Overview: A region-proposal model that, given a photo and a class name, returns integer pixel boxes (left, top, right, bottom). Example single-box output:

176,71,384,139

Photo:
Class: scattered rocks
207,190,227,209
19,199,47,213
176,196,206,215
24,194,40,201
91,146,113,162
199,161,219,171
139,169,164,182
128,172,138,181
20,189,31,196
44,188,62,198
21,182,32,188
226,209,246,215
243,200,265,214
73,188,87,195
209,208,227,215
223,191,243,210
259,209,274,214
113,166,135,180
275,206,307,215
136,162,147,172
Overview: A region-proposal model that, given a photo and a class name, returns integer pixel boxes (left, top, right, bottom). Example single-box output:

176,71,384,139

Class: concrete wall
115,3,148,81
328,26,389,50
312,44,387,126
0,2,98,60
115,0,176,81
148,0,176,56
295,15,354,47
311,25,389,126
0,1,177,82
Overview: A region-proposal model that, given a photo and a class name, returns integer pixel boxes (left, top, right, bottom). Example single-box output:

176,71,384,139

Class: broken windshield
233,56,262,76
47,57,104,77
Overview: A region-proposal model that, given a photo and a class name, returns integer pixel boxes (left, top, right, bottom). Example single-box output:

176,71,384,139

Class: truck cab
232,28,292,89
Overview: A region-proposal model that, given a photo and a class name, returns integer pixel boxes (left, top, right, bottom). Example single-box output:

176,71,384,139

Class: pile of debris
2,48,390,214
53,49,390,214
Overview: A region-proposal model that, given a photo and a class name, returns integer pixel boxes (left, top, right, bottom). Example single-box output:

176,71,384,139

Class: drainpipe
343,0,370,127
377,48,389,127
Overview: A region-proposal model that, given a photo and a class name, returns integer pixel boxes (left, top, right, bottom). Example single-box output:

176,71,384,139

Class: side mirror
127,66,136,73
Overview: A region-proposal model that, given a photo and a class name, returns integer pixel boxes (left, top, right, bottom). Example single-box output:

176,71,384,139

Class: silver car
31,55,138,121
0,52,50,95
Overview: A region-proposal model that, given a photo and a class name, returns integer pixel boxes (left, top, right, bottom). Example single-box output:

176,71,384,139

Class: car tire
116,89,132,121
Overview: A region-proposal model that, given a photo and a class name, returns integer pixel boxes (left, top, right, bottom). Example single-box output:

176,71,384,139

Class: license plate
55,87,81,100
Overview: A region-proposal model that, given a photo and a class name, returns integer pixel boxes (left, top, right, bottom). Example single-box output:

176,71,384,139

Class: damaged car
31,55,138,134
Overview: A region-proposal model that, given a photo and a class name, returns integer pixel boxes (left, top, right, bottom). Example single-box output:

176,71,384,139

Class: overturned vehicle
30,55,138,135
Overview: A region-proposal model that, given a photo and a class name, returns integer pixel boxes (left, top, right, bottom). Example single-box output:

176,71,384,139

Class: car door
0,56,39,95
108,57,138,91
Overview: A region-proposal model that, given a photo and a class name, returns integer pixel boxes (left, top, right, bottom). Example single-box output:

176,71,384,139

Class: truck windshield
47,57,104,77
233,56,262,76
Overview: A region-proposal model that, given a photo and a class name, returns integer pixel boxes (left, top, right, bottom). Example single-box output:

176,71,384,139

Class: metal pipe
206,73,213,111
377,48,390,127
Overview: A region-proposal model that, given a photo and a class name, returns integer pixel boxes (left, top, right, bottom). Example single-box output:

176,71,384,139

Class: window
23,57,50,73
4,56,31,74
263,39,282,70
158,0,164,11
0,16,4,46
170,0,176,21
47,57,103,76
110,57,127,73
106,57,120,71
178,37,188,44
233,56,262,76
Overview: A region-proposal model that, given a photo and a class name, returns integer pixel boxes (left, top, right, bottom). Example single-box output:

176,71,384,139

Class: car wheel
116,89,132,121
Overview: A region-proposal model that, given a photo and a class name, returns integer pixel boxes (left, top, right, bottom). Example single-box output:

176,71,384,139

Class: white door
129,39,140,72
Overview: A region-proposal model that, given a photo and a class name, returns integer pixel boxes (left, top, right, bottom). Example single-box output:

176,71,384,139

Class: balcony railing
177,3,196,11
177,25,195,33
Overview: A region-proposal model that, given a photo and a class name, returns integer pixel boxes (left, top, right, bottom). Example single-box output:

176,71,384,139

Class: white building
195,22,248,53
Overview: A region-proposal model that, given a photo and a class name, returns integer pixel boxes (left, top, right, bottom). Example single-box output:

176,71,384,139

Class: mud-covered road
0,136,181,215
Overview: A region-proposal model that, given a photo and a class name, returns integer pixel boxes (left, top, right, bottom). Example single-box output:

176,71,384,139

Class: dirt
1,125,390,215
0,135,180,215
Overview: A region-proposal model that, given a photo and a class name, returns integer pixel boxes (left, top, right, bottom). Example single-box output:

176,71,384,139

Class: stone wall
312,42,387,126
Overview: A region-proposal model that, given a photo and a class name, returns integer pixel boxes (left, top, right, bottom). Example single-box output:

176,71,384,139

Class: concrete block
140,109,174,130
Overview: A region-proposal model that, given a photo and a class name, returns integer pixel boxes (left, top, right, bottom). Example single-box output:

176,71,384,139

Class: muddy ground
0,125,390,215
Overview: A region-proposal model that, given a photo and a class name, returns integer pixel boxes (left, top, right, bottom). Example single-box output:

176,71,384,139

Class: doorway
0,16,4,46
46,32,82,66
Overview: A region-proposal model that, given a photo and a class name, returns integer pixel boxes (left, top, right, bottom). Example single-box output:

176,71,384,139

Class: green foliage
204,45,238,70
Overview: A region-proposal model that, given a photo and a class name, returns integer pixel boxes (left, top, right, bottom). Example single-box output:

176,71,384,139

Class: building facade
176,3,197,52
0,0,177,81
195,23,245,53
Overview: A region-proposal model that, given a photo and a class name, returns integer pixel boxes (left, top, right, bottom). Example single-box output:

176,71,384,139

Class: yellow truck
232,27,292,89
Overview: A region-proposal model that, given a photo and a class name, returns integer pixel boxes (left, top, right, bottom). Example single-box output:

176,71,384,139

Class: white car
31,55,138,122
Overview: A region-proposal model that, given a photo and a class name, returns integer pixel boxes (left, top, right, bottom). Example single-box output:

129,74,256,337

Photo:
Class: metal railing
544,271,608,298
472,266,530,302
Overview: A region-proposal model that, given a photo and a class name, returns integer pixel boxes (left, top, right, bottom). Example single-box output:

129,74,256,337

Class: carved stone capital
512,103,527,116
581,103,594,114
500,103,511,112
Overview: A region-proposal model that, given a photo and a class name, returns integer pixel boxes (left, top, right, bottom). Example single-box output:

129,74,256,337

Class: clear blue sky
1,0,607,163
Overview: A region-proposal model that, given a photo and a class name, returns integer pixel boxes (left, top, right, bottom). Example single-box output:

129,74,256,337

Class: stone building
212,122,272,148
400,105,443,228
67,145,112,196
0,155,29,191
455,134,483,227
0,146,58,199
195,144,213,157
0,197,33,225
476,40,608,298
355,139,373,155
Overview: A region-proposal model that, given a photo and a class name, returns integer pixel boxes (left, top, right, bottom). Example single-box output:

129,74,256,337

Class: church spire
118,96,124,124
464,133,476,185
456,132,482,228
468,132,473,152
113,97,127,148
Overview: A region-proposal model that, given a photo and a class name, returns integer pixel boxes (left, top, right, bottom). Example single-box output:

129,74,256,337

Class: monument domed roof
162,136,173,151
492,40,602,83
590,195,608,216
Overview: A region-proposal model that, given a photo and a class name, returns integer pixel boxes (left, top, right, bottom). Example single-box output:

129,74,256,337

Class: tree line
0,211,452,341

────────────────

The task » Starting with the first entry and ending with the last, give all of them again unchanged.

Problem solution »
Overview: A region-proposal model that, given a photo and a class name, returns integer pixel boxes (left, top, right, bottom). Example single-box output:

176,71,384,139

Photo:
Class: scattered rocks
207,190,227,209
19,199,47,213
176,196,206,215
24,194,40,201
91,146,113,162
199,161,219,171
139,169,164,182
128,172,138,181
20,189,31,196
44,188,62,198
21,182,32,188
226,209,246,215
243,200,265,214
73,188,87,195
209,208,227,215
223,191,243,210
259,209,274,214
113,166,135,180
275,206,307,215
136,162,147,172
Overview: A region-proposal model that, given a photo and a class name, returns integer pixel boxes (left, top, right, bottom). Example single-box output:

176,71,384,139

Class: concrete wall
115,3,148,81
328,26,389,50
312,44,387,126
0,2,98,60
115,0,176,81
148,0,176,56
295,15,354,47
311,25,389,126
0,1,177,82
Overview: A region-proposal model that, given a photo and a class name, returns integer pixel boxes (left, top, right, bottom). Example single-box output:

176,71,384,139

Class: broken windshield
233,56,262,76
47,57,104,77
Overview: A region-proposal model that, given a photo and a class name, returns integer pixel boxes (left, top, right, bottom). Example single-box output:

176,71,384,139

Class: truck cab
232,28,292,89
Overview: A region-proposal model that, given a photo and a class name, returns integer pixel boxes (left, top, right, bottom). Example single-box output:

176,71,384,139

Class: pile of debris
2,48,390,214
53,49,390,214
Overview: A region-proposal model that, given a photo and a class name, returns integer pixel boxes (left, top, right, bottom). Example single-box output:

176,71,384,139

Class: drainpipe
343,0,370,127
377,48,389,127
Overview: A region-proposal model that, given a photo and a class name, returns integer pixel boxes (left, top, right, bottom). Example single-box output:

176,71,384,139

Class: side mirror
127,66,136,73
Overview: A region-proposal model that, given a photo and a class name, returns integer pixel boxes (left, top, right, bottom). Example single-box output:

176,71,384,139

Class: silver car
31,55,138,121
0,52,50,95
Overview: A region-proposal model that, given a photo and a class name, returns integer pixel boxes (left, top, right, bottom). Example single-box output:

176,71,384,139

Class: car tire
116,89,132,121
Overview: A region-proposal model that, given a photo and a class name, returns integer pixel boxes (left, top, right, bottom). Example single-box output:

176,71,384,139

Class: license plate
55,87,81,100
Overview: A region-proposal model that, given a photo and a class name, returns integer pixel boxes (left, top, right, bottom). Example single-box output:

176,71,384,139

Class: damaged car
31,55,138,134
Overview: A region-proposal model that, given a photo and a class name, returns integer pixel boxes (left, top, right, bottom). Example single-box output:

176,71,384,139

Class: overturned vehicle
30,55,138,135
Overview: A region-proposal model that, given a photo and a class name, returns integer pixel boxes (left, top, right, bottom). Example single-box output:

176,71,384,139

Class: car door
0,56,39,95
108,57,138,91
Overview: A region-proposal model that, given a photo and a class name, returns integer pixel boxes (left, top, right, bottom). Example single-box output:

176,71,384,139

Class: truck windshield
47,57,104,77
233,56,262,76
Overview: A region-proposal model that, given a photo and a class name, returns integer pixel boxes (left, top, right, bottom). Example single-box output:

176,71,384,139

Class: metal pipe
206,73,213,111
377,48,390,127
Overview: A region-proposal model that, given a photo and a class name, returns integer pixel boxes (left, top, right, bottom). Example single-box output:

176,71,384,139

Class: window
23,57,50,73
4,56,31,74
263,39,282,70
158,0,164,11
0,16,4,46
170,0,176,21
47,57,103,76
110,57,127,73
106,57,120,71
178,37,188,44
233,56,262,76
Overview: A region-proposal model that, given a photo and a class name, returns integer pixel boxes (left, top, right, bottom). Example single-box output:

176,71,384,139

Class: car wheel
116,89,132,121
Overview: A region-proposal model that, given a photo and a class name, returns integer pixel boxes (left, top, right, bottom). Example single-box output:

176,71,384,139

Class: white door
129,39,140,72
Overview: A region-proposal model that, given a photo and a class name, returns integer pixel boxes (left, top, right, bottom). Example single-box output:

176,71,384,139

Class: balcony railing
177,3,196,11
177,25,195,33
Overview: A region-proposal model that, given a photo and a class name, returns integer pixel boxes (left, top, right, bottom). Example single-box output:

176,71,384,139

Class: white building
195,22,248,53
Overview: A region-proposal model that, given a photo and a class name, returns integer pixel boxes (left, top, right, bottom). Example single-box output:

176,71,384,139

Class: mud-covered road
0,136,181,215
Overview: A region-proposal model that, given a photo and a class name, returns integer pixel boxes (left, top, right, bottom). Example single-box output:

176,71,384,139

Class: dirt
1,125,390,215
0,135,180,215
Overview: A region-proposal model that, given a photo and a class name, returns integer pixel boxes (left, top, right, bottom). Example single-box output:

176,71,384,139

Class: stone wall
312,42,387,126
Overview: A region-proposal model that, given a photo and a class name, returns integer pixel boxes (left, top, right, bottom). Example single-box output:

176,71,384,139

Class: concrete block
140,109,174,130
Overview: A region-proposal model that, given a photo and a class name, returns integer pixel boxes (left, top, right, bottom). Example single-box output:

176,71,384,139

Class: muddy ground
0,125,390,215
Overview: A region-proposal model that, given a photo and a class name, returns integer pixel boxes (left, top, right, bottom). Example single-box output:

176,71,384,139

Class: doorway
0,16,4,46
46,32,82,66
Overview: A region-proposal model that, given a photo and a class name, returns integer pixel boxes (left, top, right, bottom). Example single-box output:

176,71,384,139

Class: green foliage
204,45,238,70
Overview: A region-proposal model that, given a photo and a class name, returns integer pixel boxes (left, top, right, bottom). Example single-box output:

176,71,384,139

Class: building facade
176,3,197,52
0,0,177,81
195,23,245,53
Overview: A region-proposal model that, given a photo and a class name, returns integer pixel boxes (left, top, right, bottom). Example single-box output:

176,71,384,139

Class: yellow truck
232,27,292,89
Overview: A region-proposal model that, given a photo and a class name, returns integer pixel boxes (left, top, right, bottom). Example single-box output:

176,71,384,139

Class: white car
31,55,138,122
Overview: A region-proposal model that, given a photo and a class name, returns integer pixel boxes (left, top, right, bottom). Example single-box output:

129,74,256,337

Photo:
Class: metal railing
544,271,608,298
472,266,530,302
Overview: A region-proposal model that, given a photo and a class name, returns integer pixel boxes (left, top, right, bottom). Example single-box output:

129,74,256,337

Class: carved stone capital
512,103,527,116
581,103,594,114
500,103,511,112
Overview: A region-proposal model that, given a photo and a class name, returns integer pixel boxes (left, top, right, bottom). Example single-box output:

129,74,256,337

Class: clear blue sky
1,0,607,163
Overview: A region-proposal model that, given a photo and a class name, returns integer pixel boxes (left, top, right, bottom). Example single-box output:

129,74,256,337

Class: stone building
212,122,272,148
400,105,443,228
67,145,112,196
0,155,29,191
455,134,483,227
0,146,58,199
195,144,213,157
0,197,33,225
476,40,608,298
355,139,373,155
Overview: A region-proposal model that, given a photo and a class name, returns integer pixel boxes (left, top, right, bottom). Example single-box output:

129,74,256,337

Class: church spire
118,96,124,124
464,133,476,185
456,132,482,228
468,132,473,152
113,97,127,148
Overview: A region-proposal model that, given a photo and a class name, returns integer pixel boxes (left, top, right, bottom). Example single-box output:

129,74,256,337

Class: monument domed roof
162,136,173,151
492,40,602,83
590,195,608,216
Overview: A region-proposal model that, given a photo and a class name, returns integer pixel boxes (left, top, right, bottom). Example single-box output:

129,74,256,337

Class: tree line
0,211,452,341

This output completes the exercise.